Begin at the line that contains "Where can the town" in the entries below and stop after the line that contains "x=48, y=105". Write out every line in that span, requests included, but multiply each coordinate in the answers by 0.5 and round to whole numbers, with halves going up; give only those lines.
§
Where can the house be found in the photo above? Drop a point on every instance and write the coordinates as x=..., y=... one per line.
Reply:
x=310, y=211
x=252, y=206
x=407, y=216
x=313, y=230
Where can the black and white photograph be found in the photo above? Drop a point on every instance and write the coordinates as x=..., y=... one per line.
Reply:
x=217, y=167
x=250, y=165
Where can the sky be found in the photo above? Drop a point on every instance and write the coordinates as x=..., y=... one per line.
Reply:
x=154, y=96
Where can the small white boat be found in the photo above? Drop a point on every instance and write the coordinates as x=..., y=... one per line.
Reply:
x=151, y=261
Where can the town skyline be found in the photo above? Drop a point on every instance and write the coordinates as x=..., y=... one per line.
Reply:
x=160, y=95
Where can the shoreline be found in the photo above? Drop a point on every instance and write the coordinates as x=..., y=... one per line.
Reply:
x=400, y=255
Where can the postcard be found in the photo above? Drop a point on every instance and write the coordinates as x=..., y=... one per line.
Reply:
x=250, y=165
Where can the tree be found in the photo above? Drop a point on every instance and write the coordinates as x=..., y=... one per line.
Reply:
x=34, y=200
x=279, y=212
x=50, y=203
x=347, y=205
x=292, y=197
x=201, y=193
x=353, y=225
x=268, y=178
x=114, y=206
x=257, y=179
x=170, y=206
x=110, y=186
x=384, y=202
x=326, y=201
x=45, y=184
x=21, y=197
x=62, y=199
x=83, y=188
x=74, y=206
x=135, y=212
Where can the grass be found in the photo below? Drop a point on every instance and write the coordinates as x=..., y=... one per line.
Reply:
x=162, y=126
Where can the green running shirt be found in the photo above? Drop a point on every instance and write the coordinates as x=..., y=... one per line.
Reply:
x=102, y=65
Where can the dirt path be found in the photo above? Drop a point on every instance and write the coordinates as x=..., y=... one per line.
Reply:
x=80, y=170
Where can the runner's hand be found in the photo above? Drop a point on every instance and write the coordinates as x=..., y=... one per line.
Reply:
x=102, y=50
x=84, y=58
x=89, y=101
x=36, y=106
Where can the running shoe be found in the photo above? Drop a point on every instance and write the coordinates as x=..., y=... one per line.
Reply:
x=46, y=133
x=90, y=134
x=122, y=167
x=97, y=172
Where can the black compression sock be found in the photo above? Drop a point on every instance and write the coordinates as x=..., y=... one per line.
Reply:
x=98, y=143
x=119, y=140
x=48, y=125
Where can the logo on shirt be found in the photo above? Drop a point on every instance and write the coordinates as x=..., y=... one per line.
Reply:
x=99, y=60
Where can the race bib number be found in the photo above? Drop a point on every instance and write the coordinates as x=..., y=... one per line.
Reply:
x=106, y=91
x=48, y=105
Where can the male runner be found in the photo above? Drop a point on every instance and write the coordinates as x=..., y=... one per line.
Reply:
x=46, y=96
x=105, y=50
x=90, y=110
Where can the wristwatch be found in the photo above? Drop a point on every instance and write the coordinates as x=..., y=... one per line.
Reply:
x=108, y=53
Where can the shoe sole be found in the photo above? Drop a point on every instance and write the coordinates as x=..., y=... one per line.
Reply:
§
Worked solution
Where can the town skyline be found in the photo above? Drop a point on every instance and write the coordinates as x=..., y=... one per line.
Reply:
x=80, y=48
Where can the shoreline be found in the photo above? Drop a point on every instance and write the coordinates as x=..., y=... one per line.
Reply:
x=200, y=128
Where can the postcard be found in the photo above? Drop a point on every instance and write the coordinates as x=..., y=... one per line.
Reply:
x=125, y=83
Where can the tree be found in the photo above? Drop a point on every instance and write the coordinates as x=..., y=... one per line.
Reply:
x=17, y=100
x=140, y=106
x=25, y=102
x=174, y=103
x=146, y=99
x=101, y=97
x=177, y=113
x=134, y=89
x=57, y=103
x=129, y=90
x=85, y=103
x=55, y=93
x=192, y=101
x=163, y=101
x=23, y=92
x=11, y=99
x=31, y=100
x=42, y=94
x=37, y=103
x=68, y=106
Where can the grass be found in the photo below? Drop a point on every instance and write the coordinates as x=..., y=... one per line.
Reply:
x=81, y=63
Where can the green running shirt be found in the photo above? Drop a point on every instance and write the coordinates as x=..., y=... one per line.
Reply:
x=51, y=33
Where can the dirt path be found in the photo above? Drop a point on every instance and write the coordinates as x=..., y=... one per line.
Reply:
x=40, y=85
Where can the runner's hand be found in the photo above? Drop a point on every instance and write the coordinates as x=..., y=... one per line.
Reply:
x=51, y=25
x=42, y=29
x=45, y=51
x=18, y=53
Where can the running shoe be found in the photo above? Drop a point on every instance and write the coordinates as x=..., y=... one per line.
Reply:
x=23, y=67
x=45, y=67
x=61, y=84
x=49, y=86
Where can the black compression sock be found in the photo above? Drop a point on every instance and write the coordinates as x=..., y=... one per line.
Reply:
x=49, y=72
x=60, y=70
x=24, y=63
Where can the logo on shirt be found in the photo above? Drop a point on every instance and write the coordinates as x=..., y=... one per line.
Reply:
x=50, y=30
Where can the race bib number be found in the photo above? Drop a point on every instance and write the coordinates as x=..., y=... one per line.
Reply:
x=53, y=46
x=24, y=53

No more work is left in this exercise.